» **Exercise task 1**: Format each line of the records below (not the Basel III passage) as a Markdown table with the columns Row and Line, numbering the rows and omitting blank lines.

» **Text provided**:
*-*-*

Another component of the new regulatory structure is the recently-added “Basel III” provisions that will require the world’s major banks to raise their ratios of capital-held to liabilities incurred to seven percent by 2015, and to increase the quality of the assets used to meet those ratios. The aim of this rule – adopted by the Basel Committee on Banking Supervision at the Bank for International Settlements (BIS) in Basel, Switzerland – is to better protect banks from future crises by requiring them to hold a bigger cushion against trouble.  The new system will also require banks to build up reserves (“capital buffers”) during good times to be used in bad times. Already, even though Basel III will not be fully implemented for some years, banks are complaining that they cannot be more generous in lending money in a situation where they are gradually being required to set aside more capital to meet the new standards.

Financial Regulatory Structures

The U.S. and EU have taken dramatic action to curtail the laissez-faire regulatory policies of the last several decades.

*-*-*

» **Given information**:

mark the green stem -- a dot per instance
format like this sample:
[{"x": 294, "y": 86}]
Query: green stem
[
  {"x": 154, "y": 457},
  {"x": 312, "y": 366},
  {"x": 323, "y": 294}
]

*-*-*

» **Exercise task 2**: Reproduce the full Basel III passage verbatim.

» **Exercise result 1**:
| Row | Line |
|---|---|
| 1 | mark the green stem -- a dot per instance |
| 2 | format like this sample: |
| 3 | [{"x": 294, "y": 86}] |
| 4 | Query: green stem |
| 5 | [ |
| 6 |   {"x": 154, "y": 457}, |
| 7 |   {"x": 312, "y": 366}, |
| 8 |   {"x": 323, "y": 294} |
| 9 | ] |

» **Exercise result 2**:
Another component of the new regulatory structure is the recently-added “Basel III” provisions that will require the world’s major banks to raise their ratios of capital-held to liabilities incurred to seven percent by 2015, and to increase the quality of the assets used to meet those ratios. The aim of this rule – adopted by the Basel Committee on Banking Supervision at the Bank for International Settlements (BIS) in Basel, Switzerland – is to better protect banks from future crises by requiring them to hold a bigger cushion against trouble.  The new system will also require banks to build up reserves (“capital buffers”) during good times to be used in bad times. Already, even though Basel III will not be fully implemented for some years, banks are complaining that they cannot be more generous in lending money in a situation where they are gradually being required to set aside more capital to meet the new standards.

Financial Regulatory Structures

The U.S. and EU have taken dramatic action to curtail the laissez-faire regulatory policies of the last several decades.